◆ Try it: Produce a verbatim copy of the lines from the one holding "If you could pick out the ferry hull" through the last line of the listing, and nothing else.

◆ Input for this task:
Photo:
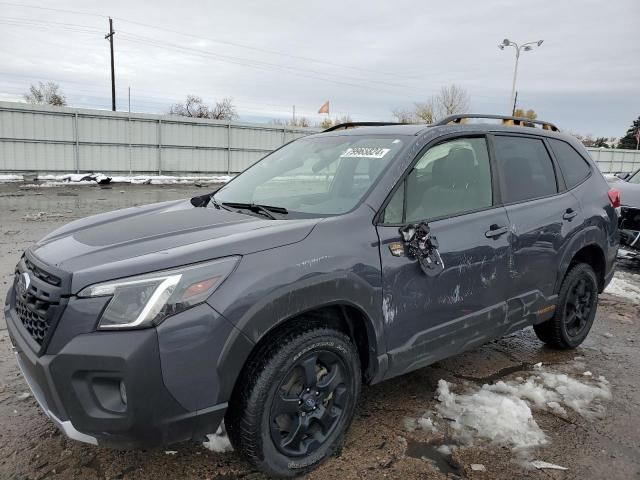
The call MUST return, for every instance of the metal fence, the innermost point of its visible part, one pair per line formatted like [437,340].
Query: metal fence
[37,138]
[616,160]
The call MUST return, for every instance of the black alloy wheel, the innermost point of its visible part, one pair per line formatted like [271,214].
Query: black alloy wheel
[309,403]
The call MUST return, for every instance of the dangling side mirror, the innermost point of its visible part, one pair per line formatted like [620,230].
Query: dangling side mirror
[422,246]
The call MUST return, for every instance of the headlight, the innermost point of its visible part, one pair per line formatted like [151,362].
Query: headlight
[146,300]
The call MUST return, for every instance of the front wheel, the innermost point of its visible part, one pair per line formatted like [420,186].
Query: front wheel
[575,309]
[295,401]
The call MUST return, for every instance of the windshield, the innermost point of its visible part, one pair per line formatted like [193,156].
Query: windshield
[315,176]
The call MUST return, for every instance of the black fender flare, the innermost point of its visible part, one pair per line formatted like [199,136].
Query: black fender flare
[283,304]
[589,236]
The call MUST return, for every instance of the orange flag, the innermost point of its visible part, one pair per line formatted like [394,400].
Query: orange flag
[324,108]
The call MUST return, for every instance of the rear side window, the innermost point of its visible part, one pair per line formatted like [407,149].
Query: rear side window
[574,168]
[452,178]
[526,170]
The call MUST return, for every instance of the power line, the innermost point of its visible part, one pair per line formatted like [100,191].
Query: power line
[222,42]
[109,37]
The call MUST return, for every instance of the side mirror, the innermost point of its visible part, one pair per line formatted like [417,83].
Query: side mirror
[422,246]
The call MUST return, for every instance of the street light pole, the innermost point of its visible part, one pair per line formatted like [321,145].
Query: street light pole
[513,85]
[526,47]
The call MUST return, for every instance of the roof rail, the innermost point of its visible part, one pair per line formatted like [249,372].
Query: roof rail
[506,120]
[344,126]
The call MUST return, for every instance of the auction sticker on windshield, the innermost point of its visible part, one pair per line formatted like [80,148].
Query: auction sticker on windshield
[365,152]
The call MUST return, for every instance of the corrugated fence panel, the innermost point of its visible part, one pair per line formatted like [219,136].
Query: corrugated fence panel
[32,126]
[36,156]
[615,160]
[102,129]
[143,132]
[242,160]
[194,134]
[193,160]
[256,139]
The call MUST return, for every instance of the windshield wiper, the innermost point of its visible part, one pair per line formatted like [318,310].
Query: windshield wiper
[219,205]
[254,207]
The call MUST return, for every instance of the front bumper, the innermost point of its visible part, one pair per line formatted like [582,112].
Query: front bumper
[78,383]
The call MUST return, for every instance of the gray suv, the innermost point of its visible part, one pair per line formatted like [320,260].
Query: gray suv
[346,257]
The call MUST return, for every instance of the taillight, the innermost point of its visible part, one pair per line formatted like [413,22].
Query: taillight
[614,197]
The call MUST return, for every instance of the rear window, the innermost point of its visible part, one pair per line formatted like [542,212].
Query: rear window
[574,168]
[526,170]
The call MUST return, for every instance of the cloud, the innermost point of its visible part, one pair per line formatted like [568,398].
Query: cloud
[366,57]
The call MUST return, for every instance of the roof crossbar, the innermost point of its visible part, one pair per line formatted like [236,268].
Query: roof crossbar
[344,126]
[506,120]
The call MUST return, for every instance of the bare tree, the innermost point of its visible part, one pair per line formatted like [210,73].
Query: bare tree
[425,112]
[452,99]
[403,116]
[224,110]
[193,107]
[46,94]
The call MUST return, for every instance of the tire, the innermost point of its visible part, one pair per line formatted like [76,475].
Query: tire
[575,309]
[304,381]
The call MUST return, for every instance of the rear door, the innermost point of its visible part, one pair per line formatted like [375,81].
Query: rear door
[431,313]
[543,216]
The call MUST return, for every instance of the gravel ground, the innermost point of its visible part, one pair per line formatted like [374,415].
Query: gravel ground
[379,444]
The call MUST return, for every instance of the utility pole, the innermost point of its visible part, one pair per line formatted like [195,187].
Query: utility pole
[113,73]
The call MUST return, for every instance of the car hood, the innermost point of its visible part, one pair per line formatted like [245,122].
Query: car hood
[629,193]
[158,236]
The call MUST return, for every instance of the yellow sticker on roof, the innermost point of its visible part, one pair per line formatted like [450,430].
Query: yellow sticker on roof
[365,152]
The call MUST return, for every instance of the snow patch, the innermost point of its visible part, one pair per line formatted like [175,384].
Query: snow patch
[46,181]
[540,465]
[499,418]
[219,441]
[423,423]
[501,413]
[625,285]
[11,178]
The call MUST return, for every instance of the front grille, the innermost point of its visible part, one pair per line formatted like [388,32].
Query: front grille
[39,300]
[41,274]
[33,315]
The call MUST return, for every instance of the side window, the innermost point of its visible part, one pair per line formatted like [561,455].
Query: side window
[574,168]
[526,170]
[451,178]
[394,211]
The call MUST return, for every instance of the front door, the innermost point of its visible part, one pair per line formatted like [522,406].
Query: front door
[454,297]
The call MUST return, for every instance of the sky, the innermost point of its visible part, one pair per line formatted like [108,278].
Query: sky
[367,58]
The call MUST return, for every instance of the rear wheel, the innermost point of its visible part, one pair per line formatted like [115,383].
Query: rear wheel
[575,309]
[297,399]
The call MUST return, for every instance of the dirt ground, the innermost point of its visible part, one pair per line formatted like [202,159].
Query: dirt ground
[378,444]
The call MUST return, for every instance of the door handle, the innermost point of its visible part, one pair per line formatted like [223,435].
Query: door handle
[495,231]
[569,214]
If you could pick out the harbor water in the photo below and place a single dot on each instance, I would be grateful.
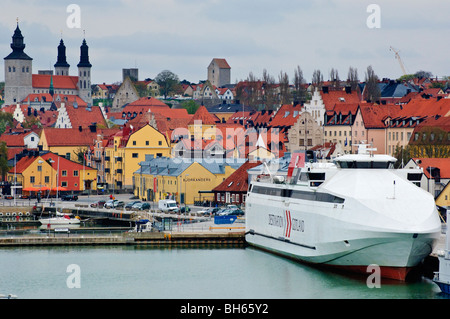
(141, 272)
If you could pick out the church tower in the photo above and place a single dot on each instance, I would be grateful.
(61, 65)
(18, 71)
(84, 74)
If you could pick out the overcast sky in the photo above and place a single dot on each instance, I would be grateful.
(252, 35)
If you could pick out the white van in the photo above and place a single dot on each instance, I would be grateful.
(168, 206)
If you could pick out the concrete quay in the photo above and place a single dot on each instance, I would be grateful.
(64, 238)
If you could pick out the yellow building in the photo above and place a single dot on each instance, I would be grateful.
(34, 173)
(40, 173)
(126, 149)
(67, 142)
(175, 178)
(203, 125)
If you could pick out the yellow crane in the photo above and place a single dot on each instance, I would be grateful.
(397, 56)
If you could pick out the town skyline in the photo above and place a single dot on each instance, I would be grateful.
(333, 35)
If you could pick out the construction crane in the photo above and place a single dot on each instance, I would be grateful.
(397, 56)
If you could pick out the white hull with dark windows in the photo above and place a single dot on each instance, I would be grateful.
(355, 212)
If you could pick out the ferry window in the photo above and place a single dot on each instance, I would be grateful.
(317, 176)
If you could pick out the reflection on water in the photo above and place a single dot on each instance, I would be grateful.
(186, 273)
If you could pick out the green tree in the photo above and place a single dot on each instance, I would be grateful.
(6, 119)
(3, 159)
(168, 82)
(190, 106)
(372, 91)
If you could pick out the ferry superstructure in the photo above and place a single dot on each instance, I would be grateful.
(352, 213)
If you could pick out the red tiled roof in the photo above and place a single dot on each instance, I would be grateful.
(68, 99)
(22, 164)
(68, 137)
(334, 97)
(13, 140)
(147, 102)
(222, 63)
(204, 116)
(59, 81)
(81, 116)
(374, 115)
(286, 115)
(425, 107)
(238, 181)
(64, 164)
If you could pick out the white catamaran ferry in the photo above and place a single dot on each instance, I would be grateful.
(352, 213)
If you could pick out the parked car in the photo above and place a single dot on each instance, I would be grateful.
(129, 205)
(231, 211)
(185, 209)
(209, 211)
(114, 203)
(99, 204)
(141, 206)
(69, 197)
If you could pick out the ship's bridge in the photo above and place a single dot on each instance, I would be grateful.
(365, 159)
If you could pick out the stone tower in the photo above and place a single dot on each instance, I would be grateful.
(18, 71)
(61, 65)
(84, 74)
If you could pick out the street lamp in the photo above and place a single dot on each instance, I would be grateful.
(185, 192)
(51, 181)
(40, 181)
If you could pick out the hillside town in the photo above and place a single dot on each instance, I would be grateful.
(194, 142)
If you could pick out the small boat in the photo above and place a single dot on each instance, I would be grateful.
(142, 226)
(9, 296)
(442, 277)
(60, 219)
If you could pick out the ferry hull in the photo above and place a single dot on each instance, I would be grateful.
(393, 258)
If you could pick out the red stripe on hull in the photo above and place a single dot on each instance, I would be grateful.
(396, 273)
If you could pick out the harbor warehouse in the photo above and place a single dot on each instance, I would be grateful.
(180, 179)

◆ Answer area:
If you could pick out the ferry hull in the photo above and place a single dot on each instance, I would be grateful.
(393, 258)
If you could pick out the red stripe on hull in the photo above and place a single dot on each instance, I would be grateful.
(396, 273)
If you could pick out the harbor warehouse in the photo above and place a single dot on each instance, I would be grateful.
(180, 179)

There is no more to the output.